> _Excerpt to read_
Content starts

Sorry man, I wasn’t trying to kiss you. You just had melted cheese stuck in your beard and I couldn’t help myself
Until I became a parent I had never heard a human cry because they bumped their head on the roof of a blanket fort
Instead of saying you’re gluten intolerant, just say you go against the grain.
I used to joke that this was a simulation until I became convinced the dude at the sketchy gas station near my house is an NPC. He says 3 total sentences and he’s there no matter what time of day I show up. I am no longer joking.
Soccer I love when they hold up the sign and a brand new beautiful boy takes the place of a dirty sweaty ruined one
I don’t know why these at-home workouts aren’t working yet, I watch like 6 of these videos a day
ME: [running for my flight]
PILOT: [leaning out cockpit window] JUST GIVE UP
90% of marriage is turning on a loud appliance when your spouse calls out to you from another room.
Ever notice most Ford names are more fun to say when you put “anal” in front of them?
Probe, Explorer, Excersion, Ranger…
[dinner]
SIS: I have allergies.
BRO: Nothing worse this time of year.
ME: I have a guy who couldn’t pronounce a safe word and is in a coma.
My doctor had to reschedule our appointment today and I’m not upset but I do feel like I should get a free prescription of my choice
Remove all the poles if you don’t want me stripping, Mr. Bus Driver.
Doctor: Are you sexually active?
Me: You’ve already written no
Doctor: I just looked at you and made a guess
Me: well let me tell you, it was a good guess
BATMAN: I have invested billions in the most state of the art technology to combat crime in this city
GOTHAM: Great! How can we reach you?
BATMAN: Pray for clouds and point this lamp at the sky while I’m beneath the earth in a cave please
[looking at wife’s tombstone]
today would’ve been our anniversary
*falls to knees*
why did I pre-buy her tombstone causing her to divorce me
The old expression “dollars to donuts” accurately describes my method of currency exchange.
A haiku about getting the kids up for school:
Get up get up get
Up geT UP GET UP GET UP
Great there goes the bus
I stopped seeing my therapist. All of my appointments were really disrupting my day drinking.
Me: Just so you know, I’m DTF right now.
Wife: I don’t know what “DTF” means.
Me: Take a guess.

Content ends

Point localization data
Content starts

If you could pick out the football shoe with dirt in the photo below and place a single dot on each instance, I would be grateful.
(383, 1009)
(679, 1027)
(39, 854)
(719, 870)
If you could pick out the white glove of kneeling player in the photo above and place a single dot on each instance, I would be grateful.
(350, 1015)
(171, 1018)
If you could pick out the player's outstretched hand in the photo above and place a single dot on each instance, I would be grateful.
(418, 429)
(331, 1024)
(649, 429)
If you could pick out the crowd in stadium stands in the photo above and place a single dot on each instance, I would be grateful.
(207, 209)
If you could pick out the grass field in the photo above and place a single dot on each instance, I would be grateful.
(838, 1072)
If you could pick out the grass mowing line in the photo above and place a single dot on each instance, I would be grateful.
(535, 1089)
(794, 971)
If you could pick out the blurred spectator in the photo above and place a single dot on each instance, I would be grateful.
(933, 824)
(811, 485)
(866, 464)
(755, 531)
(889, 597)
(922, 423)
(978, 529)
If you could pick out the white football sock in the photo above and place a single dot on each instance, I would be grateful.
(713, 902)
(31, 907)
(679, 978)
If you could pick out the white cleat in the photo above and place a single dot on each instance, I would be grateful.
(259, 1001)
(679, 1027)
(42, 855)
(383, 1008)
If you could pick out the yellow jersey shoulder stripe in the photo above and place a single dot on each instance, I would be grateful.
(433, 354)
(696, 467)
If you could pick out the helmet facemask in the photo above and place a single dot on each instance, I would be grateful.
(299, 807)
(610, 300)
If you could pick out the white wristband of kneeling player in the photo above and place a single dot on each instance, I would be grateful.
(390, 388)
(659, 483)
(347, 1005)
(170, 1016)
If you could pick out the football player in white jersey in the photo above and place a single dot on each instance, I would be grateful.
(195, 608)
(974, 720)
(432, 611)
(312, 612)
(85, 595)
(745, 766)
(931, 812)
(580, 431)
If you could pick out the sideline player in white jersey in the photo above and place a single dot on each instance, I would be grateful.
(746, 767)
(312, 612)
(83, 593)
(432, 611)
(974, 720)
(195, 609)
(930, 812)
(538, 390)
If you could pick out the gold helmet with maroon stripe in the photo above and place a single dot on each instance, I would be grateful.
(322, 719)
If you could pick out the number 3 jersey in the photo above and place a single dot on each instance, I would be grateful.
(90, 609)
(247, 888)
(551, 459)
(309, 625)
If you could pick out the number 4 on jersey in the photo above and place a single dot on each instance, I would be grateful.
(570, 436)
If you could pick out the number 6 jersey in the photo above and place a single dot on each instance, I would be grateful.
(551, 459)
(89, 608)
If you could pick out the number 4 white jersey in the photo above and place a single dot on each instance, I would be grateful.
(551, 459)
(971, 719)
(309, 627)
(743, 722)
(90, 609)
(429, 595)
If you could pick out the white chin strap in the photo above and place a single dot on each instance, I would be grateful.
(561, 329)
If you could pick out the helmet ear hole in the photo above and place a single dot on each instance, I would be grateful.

Content ends

> _Questions_
A: In the collection of jokes, what share of marriage is said to be turning on a loud appliance when your spouse calls out from another room?
B: Write a continuation of the collection of jokes, picking up after its last line.

> _Written responses_
A: 90%

B:
Wife: (pause) Definitely Too Fat?
The dentist asked me what music I wanted to listen to during my root canal so I said “More Than A Filling.”
Sometimes twitter makes sense and other times, people are blocking Mr. Peanut. Stop being so weird, y’all.
I went on a date last night!
It went really well…up until the moment the couple realized I was following them & promptly called the cops.
*tries CBD oil for the first time*
“OMG OMG I FEEL IT, I THINK I’M HIGH! I’M TOTALLY HIGH”
“Ma’am, there are little to no narcotics in that”
“So you’re saying there’s a chance”
Jumping through hoops makes it sound too easy.
It should be something…more like…trudging through quicksand on 2 hours of sleep with a sinus infection.
[Interview]
Me: I really need the paycheck
Him: This is an unpaid internship.
Me: Do you provide snacks?
Him: Um, yes
Me: Keep going…
My toddler has just learned how to say her brother’s name. So now she keeps repeating his name over and over, which is driving him absolutely crazy. I have to admit that I’m kinda enjoying it though. Better him than me!
*standing in front of my girlfriend’s house, holding up boombox above my head* HEY CAN UR DAD FIX THIS FOR ME
Told my boss at work I had three companies looking at me and asked for a raise, so of course out of curiosity she asked me which three companies.
Managing to keep a straight face I told her Gas, Water, and Electric.
Me: Dropped my phone & now screen doesn’t work.
Help forum: Should’ve had a better case.
Apparently, my mother works in Samsung support now.